* Stored data entries *
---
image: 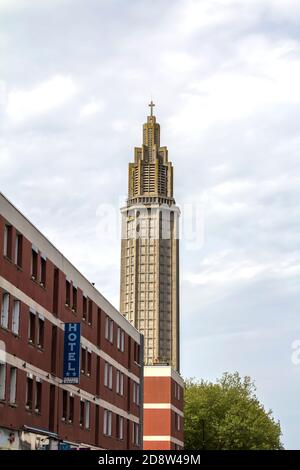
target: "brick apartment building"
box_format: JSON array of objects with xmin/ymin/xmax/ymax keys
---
[{"xmin": 0, "ymin": 192, "xmax": 143, "ymax": 450}]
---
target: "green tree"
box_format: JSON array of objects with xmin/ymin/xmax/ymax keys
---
[{"xmin": 184, "ymin": 372, "xmax": 283, "ymax": 450}]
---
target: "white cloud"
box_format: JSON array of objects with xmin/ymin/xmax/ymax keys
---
[
  {"xmin": 79, "ymin": 100, "xmax": 104, "ymax": 118},
  {"xmin": 6, "ymin": 75, "xmax": 77, "ymax": 122},
  {"xmin": 184, "ymin": 258, "xmax": 300, "ymax": 285}
]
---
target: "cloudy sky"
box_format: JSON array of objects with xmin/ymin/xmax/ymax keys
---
[{"xmin": 1, "ymin": 0, "xmax": 300, "ymax": 448}]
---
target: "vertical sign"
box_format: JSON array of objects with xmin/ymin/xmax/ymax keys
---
[{"xmin": 63, "ymin": 323, "xmax": 81, "ymax": 384}]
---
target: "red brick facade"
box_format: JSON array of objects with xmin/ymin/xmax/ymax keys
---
[{"xmin": 0, "ymin": 193, "xmax": 143, "ymax": 450}]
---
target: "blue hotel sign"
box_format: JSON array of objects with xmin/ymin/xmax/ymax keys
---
[{"xmin": 63, "ymin": 323, "xmax": 81, "ymax": 384}]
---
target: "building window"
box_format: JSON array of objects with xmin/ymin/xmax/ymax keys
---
[
  {"xmin": 80, "ymin": 399, "xmax": 85, "ymax": 427},
  {"xmin": 72, "ymin": 286, "xmax": 77, "ymax": 312},
  {"xmin": 104, "ymin": 362, "xmax": 113, "ymax": 389},
  {"xmin": 3, "ymin": 224, "xmax": 12, "ymax": 259},
  {"xmin": 53, "ymin": 268, "xmax": 59, "ymax": 316},
  {"xmin": 62, "ymin": 390, "xmax": 68, "ymax": 421},
  {"xmin": 35, "ymin": 380, "xmax": 42, "ymax": 413},
  {"xmin": 15, "ymin": 233, "xmax": 23, "ymax": 267},
  {"xmin": 83, "ymin": 296, "xmax": 87, "ymax": 321},
  {"xmin": 37, "ymin": 315, "xmax": 45, "ymax": 348},
  {"xmin": 12, "ymin": 300, "xmax": 20, "ymax": 335},
  {"xmin": 65, "ymin": 280, "xmax": 71, "ymax": 307},
  {"xmin": 116, "ymin": 415, "xmax": 124, "ymax": 440},
  {"xmin": 105, "ymin": 316, "xmax": 113, "ymax": 343},
  {"xmin": 105, "ymin": 316, "xmax": 109, "ymax": 339},
  {"xmin": 116, "ymin": 371, "xmax": 124, "ymax": 396},
  {"xmin": 175, "ymin": 413, "xmax": 180, "ymax": 431},
  {"xmin": 51, "ymin": 325, "xmax": 57, "ymax": 375},
  {"xmin": 104, "ymin": 362, "xmax": 108, "ymax": 387},
  {"xmin": 40, "ymin": 256, "xmax": 46, "ymax": 287},
  {"xmin": 1, "ymin": 292, "xmax": 9, "ymax": 329},
  {"xmin": 9, "ymin": 367, "xmax": 17, "ymax": 404},
  {"xmin": 117, "ymin": 327, "xmax": 125, "ymax": 352},
  {"xmin": 103, "ymin": 409, "xmax": 112, "ymax": 436},
  {"xmin": 134, "ymin": 342, "xmax": 140, "ymax": 364},
  {"xmin": 133, "ymin": 382, "xmax": 140, "ymax": 405},
  {"xmin": 0, "ymin": 362, "xmax": 6, "ymax": 400},
  {"xmin": 97, "ymin": 308, "xmax": 101, "ymax": 347},
  {"xmin": 28, "ymin": 309, "xmax": 36, "ymax": 344},
  {"xmin": 81, "ymin": 347, "xmax": 86, "ymax": 374},
  {"xmin": 80, "ymin": 349, "xmax": 92, "ymax": 377},
  {"xmin": 26, "ymin": 376, "xmax": 33, "ymax": 410},
  {"xmin": 31, "ymin": 247, "xmax": 38, "ymax": 280},
  {"xmin": 133, "ymin": 423, "xmax": 140, "ymax": 446},
  {"xmin": 175, "ymin": 383, "xmax": 181, "ymax": 400},
  {"xmin": 108, "ymin": 365, "xmax": 113, "ymax": 389},
  {"xmin": 85, "ymin": 400, "xmax": 90, "ymax": 429},
  {"xmin": 88, "ymin": 299, "xmax": 93, "ymax": 325},
  {"xmin": 87, "ymin": 351, "xmax": 92, "ymax": 377},
  {"xmin": 69, "ymin": 394, "xmax": 74, "ymax": 423}
]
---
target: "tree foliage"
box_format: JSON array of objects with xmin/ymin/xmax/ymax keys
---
[{"xmin": 184, "ymin": 372, "xmax": 283, "ymax": 450}]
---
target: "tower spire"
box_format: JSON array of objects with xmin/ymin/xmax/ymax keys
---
[{"xmin": 148, "ymin": 100, "xmax": 155, "ymax": 117}]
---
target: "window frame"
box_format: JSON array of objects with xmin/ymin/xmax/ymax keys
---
[{"xmin": 1, "ymin": 291, "xmax": 9, "ymax": 329}]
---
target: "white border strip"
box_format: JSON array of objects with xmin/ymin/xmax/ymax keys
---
[
  {"xmin": 0, "ymin": 276, "xmax": 140, "ymax": 383},
  {"xmin": 5, "ymin": 351, "xmax": 140, "ymax": 423},
  {"xmin": 143, "ymin": 435, "xmax": 184, "ymax": 446},
  {"xmin": 144, "ymin": 365, "xmax": 184, "ymax": 387},
  {"xmin": 144, "ymin": 403, "xmax": 184, "ymax": 417}
]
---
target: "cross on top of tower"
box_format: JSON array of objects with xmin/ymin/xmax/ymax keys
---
[{"xmin": 148, "ymin": 100, "xmax": 155, "ymax": 116}]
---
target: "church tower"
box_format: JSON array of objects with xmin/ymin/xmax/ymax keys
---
[
  {"xmin": 120, "ymin": 103, "xmax": 184, "ymax": 450},
  {"xmin": 120, "ymin": 102, "xmax": 180, "ymax": 371}
]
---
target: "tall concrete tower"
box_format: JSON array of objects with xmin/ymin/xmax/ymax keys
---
[{"xmin": 120, "ymin": 102, "xmax": 180, "ymax": 372}]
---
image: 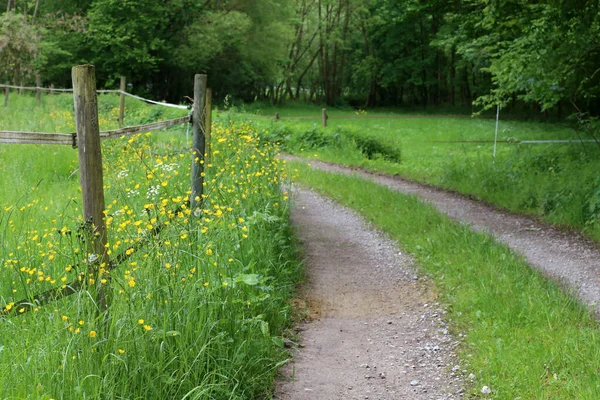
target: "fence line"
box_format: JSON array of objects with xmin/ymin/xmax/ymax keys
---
[
  {"xmin": 0, "ymin": 209, "xmax": 177, "ymax": 317},
  {"xmin": 265, "ymin": 112, "xmax": 480, "ymax": 121},
  {"xmin": 0, "ymin": 83, "xmax": 74, "ymax": 92},
  {"xmin": 118, "ymin": 91, "xmax": 189, "ymax": 110},
  {"xmin": 0, "ymin": 131, "xmax": 75, "ymax": 146},
  {"xmin": 0, "ymin": 67, "xmax": 211, "ymax": 317},
  {"xmin": 0, "ymin": 116, "xmax": 191, "ymax": 147},
  {"xmin": 430, "ymin": 139, "xmax": 598, "ymax": 145},
  {"xmin": 519, "ymin": 140, "xmax": 598, "ymax": 144},
  {"xmin": 100, "ymin": 116, "xmax": 191, "ymax": 140},
  {"xmin": 0, "ymin": 82, "xmax": 188, "ymax": 110}
]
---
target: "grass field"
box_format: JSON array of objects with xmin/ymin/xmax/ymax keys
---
[
  {"xmin": 245, "ymin": 105, "xmax": 600, "ymax": 242},
  {"xmin": 291, "ymin": 162, "xmax": 600, "ymax": 399},
  {"xmin": 0, "ymin": 93, "xmax": 301, "ymax": 398}
]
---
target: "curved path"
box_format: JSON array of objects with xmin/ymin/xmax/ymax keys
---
[
  {"xmin": 274, "ymin": 188, "xmax": 463, "ymax": 400},
  {"xmin": 284, "ymin": 155, "xmax": 600, "ymax": 316}
]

* ACTION ITEM *
Looking at the entries above, say how many lines hold the word "white". Offer no other text.

* EXPECTED OUTPUT *
2